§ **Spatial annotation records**
--
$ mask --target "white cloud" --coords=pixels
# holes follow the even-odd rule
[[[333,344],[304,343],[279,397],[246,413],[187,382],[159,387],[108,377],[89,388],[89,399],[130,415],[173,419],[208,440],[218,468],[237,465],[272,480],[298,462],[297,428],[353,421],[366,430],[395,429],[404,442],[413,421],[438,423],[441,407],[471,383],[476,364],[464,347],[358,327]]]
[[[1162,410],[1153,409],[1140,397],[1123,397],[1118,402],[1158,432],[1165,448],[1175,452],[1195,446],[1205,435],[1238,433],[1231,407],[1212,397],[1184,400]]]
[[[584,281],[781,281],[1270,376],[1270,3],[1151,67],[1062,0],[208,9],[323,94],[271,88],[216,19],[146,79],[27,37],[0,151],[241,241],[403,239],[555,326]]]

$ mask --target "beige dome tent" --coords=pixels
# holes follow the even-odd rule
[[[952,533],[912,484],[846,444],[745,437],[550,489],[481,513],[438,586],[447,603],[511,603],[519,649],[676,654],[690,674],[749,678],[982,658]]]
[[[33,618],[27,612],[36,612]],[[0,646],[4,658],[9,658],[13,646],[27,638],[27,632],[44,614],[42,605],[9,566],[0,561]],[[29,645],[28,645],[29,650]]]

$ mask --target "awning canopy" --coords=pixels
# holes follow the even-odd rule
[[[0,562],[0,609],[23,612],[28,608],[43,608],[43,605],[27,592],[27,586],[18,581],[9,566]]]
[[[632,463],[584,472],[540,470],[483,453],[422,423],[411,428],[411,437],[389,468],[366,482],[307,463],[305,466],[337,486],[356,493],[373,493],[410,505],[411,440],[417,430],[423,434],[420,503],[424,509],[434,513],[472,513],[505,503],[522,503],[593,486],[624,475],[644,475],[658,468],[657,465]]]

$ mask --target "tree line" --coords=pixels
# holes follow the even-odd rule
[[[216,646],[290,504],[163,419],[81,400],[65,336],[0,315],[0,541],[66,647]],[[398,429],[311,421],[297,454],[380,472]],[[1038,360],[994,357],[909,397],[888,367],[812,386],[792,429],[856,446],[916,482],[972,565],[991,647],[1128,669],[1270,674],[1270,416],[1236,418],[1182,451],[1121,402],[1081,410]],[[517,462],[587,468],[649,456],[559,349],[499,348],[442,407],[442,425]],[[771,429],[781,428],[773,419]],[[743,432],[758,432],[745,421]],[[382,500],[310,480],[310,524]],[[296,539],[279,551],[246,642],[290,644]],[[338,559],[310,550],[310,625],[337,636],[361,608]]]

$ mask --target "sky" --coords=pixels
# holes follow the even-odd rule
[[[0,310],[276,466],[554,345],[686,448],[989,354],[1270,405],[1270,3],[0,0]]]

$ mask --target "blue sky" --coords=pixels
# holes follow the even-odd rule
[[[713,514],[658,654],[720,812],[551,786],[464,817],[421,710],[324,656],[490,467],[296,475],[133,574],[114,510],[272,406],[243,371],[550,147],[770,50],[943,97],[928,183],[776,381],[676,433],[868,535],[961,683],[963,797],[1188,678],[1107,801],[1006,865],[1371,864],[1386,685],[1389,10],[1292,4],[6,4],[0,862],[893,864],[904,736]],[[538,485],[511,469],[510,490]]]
--
§ **Given task**
Nothing should be left out: return all of the records exactly.

§ **Full response**
$ mask --target "white cloud" --coords=pixels
# holes follow the even-odd rule
[[[333,344],[304,343],[279,397],[246,413],[187,382],[159,387],[108,377],[89,388],[89,399],[130,415],[173,419],[208,440],[218,468],[237,465],[272,480],[298,462],[297,428],[353,421],[366,430],[395,429],[404,442],[413,421],[438,423],[441,407],[471,383],[476,364],[464,347],[358,327]]]
[[[1162,410],[1153,409],[1140,397],[1123,397],[1118,402],[1158,432],[1165,448],[1175,452],[1195,446],[1205,435],[1238,433],[1231,407],[1212,397],[1184,400]]]
[[[584,281],[781,281],[1270,376],[1270,3],[1151,67],[1062,0],[208,9],[323,94],[271,88],[216,19],[146,79],[27,37],[0,151],[241,241],[403,239],[555,326]]]

$ mask --target "beige dome tent" --coords=pixels
# holes follow the even-odd rule
[[[952,533],[912,484],[846,444],[745,437],[550,489],[481,513],[438,586],[447,603],[511,603],[519,649],[676,654],[690,674],[749,678],[982,658]]]
[[[33,618],[27,612],[36,612]],[[0,646],[4,658],[9,658],[13,646],[27,638],[27,632],[44,614],[42,605],[9,566],[0,561]],[[29,645],[28,645],[29,650]]]

$ mask --target "awning canopy" --coords=pixels
# holes follow the even-odd rule
[[[0,562],[0,609],[23,612],[28,608],[43,608],[43,605],[27,592],[27,586],[18,581],[9,566]]]
[[[632,463],[584,472],[540,470],[483,453],[422,423],[411,428],[411,437],[389,468],[366,482],[307,463],[305,466],[337,486],[356,493],[373,493],[410,505],[411,440],[417,430],[423,434],[420,503],[424,509],[434,513],[472,513],[505,503],[522,503],[593,486],[624,475],[644,475],[658,468],[657,465]]]

$ mask --target "tree line" --coords=pixels
# holes follow the even-odd rule
[[[216,646],[290,504],[163,419],[81,400],[65,336],[0,315],[0,541],[66,647]],[[398,429],[311,421],[297,454],[380,472]],[[1038,360],[994,357],[909,397],[888,367],[812,386],[792,429],[856,446],[916,482],[972,565],[991,647],[1128,669],[1270,674],[1270,416],[1236,418],[1182,451],[1121,402],[1081,410]],[[517,462],[587,468],[649,456],[559,349],[499,348],[442,407],[442,425]],[[771,429],[781,428],[773,419]],[[743,432],[758,432],[745,421]],[[382,500],[310,480],[310,524]],[[296,539],[279,551],[246,642],[290,644]],[[338,559],[310,550],[310,625],[337,636],[361,608]]]

$ mask --target "sky" --coords=pixels
# holes follow the even-odd rule
[[[0,310],[276,466],[554,345],[686,448],[989,354],[1270,405],[1270,3],[0,0]]]

$ mask --target "blue sky" --coords=pixels
# holes follow the even-odd rule
[[[713,514],[658,654],[720,812],[551,786],[464,817],[421,710],[324,656],[490,467],[296,475],[133,574],[114,510],[272,406],[243,371],[550,147],[770,50],[943,97],[928,183],[776,381],[676,433],[868,535],[961,683],[963,797],[1188,678],[1107,801],[1006,865],[1371,864],[1386,685],[1389,10],[1292,4],[6,4],[0,862],[893,864],[904,736]],[[538,485],[511,469],[510,490]]]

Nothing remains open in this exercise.